**TASK DESCRIPTION:** Pull out every line of the data below that contains the word "church".

** START OF RECORDS SHOWN **

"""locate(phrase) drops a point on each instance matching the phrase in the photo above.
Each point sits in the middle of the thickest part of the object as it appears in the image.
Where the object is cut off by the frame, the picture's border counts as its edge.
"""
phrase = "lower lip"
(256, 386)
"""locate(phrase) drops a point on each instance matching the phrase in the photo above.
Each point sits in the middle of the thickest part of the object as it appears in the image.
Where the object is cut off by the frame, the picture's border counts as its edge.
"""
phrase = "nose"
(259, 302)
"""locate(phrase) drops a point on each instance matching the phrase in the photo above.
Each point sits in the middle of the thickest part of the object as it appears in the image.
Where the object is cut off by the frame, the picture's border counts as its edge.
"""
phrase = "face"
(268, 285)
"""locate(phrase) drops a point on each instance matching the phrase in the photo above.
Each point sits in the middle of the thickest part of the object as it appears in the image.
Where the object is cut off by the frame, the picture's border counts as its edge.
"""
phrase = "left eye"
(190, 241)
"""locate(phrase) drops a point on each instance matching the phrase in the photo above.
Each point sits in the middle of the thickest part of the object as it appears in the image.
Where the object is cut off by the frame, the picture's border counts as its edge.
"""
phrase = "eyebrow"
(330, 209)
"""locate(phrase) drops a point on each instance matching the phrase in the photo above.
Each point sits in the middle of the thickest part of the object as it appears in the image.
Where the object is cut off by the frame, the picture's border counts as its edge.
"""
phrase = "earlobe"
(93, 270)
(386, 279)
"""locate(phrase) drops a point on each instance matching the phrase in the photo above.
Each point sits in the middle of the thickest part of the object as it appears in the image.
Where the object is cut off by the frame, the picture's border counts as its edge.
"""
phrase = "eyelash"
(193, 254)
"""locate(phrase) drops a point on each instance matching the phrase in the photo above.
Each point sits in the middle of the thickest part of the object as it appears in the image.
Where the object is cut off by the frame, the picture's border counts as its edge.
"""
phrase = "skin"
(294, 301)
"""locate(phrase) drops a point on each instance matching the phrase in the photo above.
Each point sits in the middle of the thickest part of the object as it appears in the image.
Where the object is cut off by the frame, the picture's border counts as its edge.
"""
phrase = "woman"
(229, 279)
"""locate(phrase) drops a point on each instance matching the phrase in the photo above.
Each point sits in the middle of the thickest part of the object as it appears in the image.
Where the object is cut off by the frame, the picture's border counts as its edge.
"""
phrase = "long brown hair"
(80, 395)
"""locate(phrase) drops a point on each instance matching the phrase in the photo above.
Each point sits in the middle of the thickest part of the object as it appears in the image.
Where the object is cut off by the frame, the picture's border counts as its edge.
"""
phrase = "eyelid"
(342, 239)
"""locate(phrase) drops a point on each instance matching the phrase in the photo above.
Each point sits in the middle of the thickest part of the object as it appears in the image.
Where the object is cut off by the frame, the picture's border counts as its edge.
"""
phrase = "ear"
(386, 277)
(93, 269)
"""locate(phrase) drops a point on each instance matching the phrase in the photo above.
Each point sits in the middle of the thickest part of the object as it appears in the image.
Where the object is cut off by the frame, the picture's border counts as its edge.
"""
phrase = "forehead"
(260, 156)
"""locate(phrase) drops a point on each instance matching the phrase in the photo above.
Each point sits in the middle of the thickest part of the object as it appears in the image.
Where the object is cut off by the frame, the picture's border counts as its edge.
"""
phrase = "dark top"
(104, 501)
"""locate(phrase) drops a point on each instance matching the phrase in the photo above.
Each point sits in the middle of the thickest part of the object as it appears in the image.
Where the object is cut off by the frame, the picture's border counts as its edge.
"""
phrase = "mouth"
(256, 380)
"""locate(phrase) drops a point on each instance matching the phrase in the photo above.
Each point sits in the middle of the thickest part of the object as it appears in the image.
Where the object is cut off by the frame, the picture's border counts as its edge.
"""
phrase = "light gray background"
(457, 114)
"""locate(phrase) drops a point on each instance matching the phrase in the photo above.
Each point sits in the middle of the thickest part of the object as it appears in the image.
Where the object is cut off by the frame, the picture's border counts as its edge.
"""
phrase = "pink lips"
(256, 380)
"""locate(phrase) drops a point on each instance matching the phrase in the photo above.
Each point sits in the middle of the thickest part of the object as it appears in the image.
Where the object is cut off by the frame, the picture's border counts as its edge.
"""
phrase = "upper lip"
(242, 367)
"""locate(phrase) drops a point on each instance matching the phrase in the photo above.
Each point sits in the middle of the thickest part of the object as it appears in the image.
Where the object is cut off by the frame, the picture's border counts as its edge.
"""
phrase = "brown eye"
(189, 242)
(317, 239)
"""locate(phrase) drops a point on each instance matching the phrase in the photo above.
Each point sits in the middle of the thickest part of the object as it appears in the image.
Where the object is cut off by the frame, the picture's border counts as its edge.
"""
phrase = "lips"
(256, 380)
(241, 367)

** END OF RECORDS SHOWN **
** START OF RECORDS SHOWN **

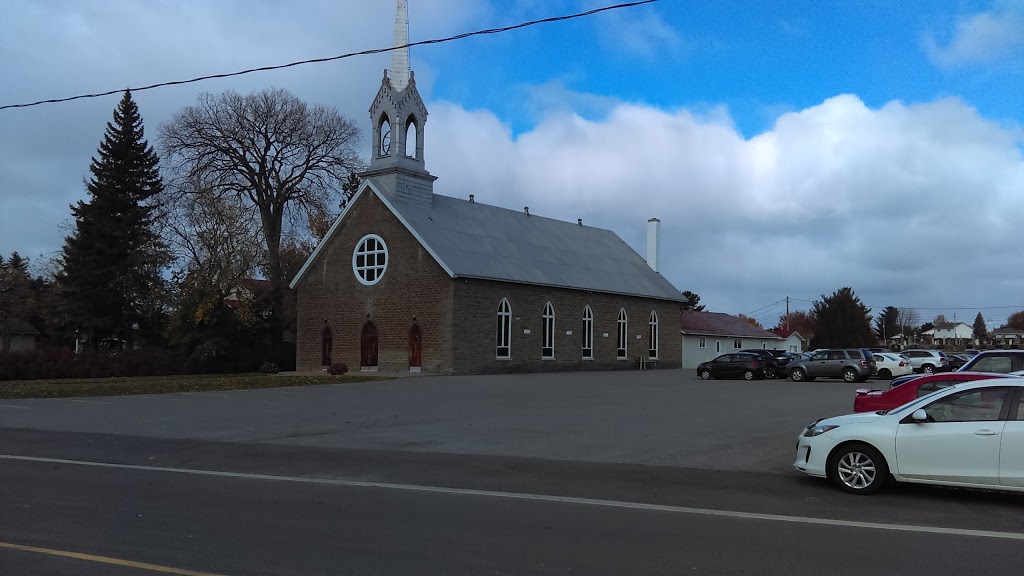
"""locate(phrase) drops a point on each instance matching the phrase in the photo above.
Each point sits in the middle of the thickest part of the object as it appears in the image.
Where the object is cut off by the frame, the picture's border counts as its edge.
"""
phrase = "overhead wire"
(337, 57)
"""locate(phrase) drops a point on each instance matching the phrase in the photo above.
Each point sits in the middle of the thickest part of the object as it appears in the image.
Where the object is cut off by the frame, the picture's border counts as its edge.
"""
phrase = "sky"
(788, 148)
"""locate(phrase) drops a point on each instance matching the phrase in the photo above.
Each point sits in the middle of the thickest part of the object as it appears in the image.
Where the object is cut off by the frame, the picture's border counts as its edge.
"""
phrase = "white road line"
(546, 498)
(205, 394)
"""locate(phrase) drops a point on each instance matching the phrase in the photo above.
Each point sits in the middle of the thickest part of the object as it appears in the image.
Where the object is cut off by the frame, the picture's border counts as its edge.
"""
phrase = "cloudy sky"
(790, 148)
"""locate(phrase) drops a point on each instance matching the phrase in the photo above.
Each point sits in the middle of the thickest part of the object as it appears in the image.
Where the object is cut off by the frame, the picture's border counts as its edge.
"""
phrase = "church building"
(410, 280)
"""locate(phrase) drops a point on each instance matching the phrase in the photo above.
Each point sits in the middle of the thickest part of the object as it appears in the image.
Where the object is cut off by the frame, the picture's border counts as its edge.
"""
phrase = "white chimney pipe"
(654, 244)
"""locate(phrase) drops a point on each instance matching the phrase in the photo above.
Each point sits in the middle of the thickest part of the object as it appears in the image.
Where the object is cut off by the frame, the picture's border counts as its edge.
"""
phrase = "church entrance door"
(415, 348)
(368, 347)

** END OF RECORDS SHOWN **
** START OF RECORDS SHOWN **

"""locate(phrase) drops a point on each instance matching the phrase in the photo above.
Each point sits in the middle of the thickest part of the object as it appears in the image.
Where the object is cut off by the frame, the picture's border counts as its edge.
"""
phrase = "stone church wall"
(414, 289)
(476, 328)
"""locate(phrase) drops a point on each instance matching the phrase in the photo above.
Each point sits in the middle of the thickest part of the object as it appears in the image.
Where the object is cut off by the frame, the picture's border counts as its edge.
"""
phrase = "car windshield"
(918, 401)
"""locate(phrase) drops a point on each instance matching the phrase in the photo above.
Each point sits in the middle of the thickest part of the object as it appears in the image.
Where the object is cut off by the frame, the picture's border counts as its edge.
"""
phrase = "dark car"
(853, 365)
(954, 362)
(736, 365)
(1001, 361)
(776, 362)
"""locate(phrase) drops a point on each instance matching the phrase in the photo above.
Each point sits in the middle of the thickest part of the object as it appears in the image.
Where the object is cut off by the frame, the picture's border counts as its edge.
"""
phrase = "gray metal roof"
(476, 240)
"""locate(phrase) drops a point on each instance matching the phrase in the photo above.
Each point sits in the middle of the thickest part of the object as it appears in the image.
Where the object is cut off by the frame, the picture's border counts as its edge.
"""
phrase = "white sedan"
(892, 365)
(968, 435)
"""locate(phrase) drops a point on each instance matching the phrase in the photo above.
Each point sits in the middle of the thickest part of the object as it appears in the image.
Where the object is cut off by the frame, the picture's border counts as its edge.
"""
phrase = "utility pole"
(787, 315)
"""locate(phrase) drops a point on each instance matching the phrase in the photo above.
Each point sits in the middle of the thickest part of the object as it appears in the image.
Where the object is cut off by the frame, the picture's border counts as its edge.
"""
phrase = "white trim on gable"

** END OF RECORDS SHOWN **

**CORRECT OUTPUT:**
phrase = "church building"
phrase = "church entrance door"
phrase = "stone church wall"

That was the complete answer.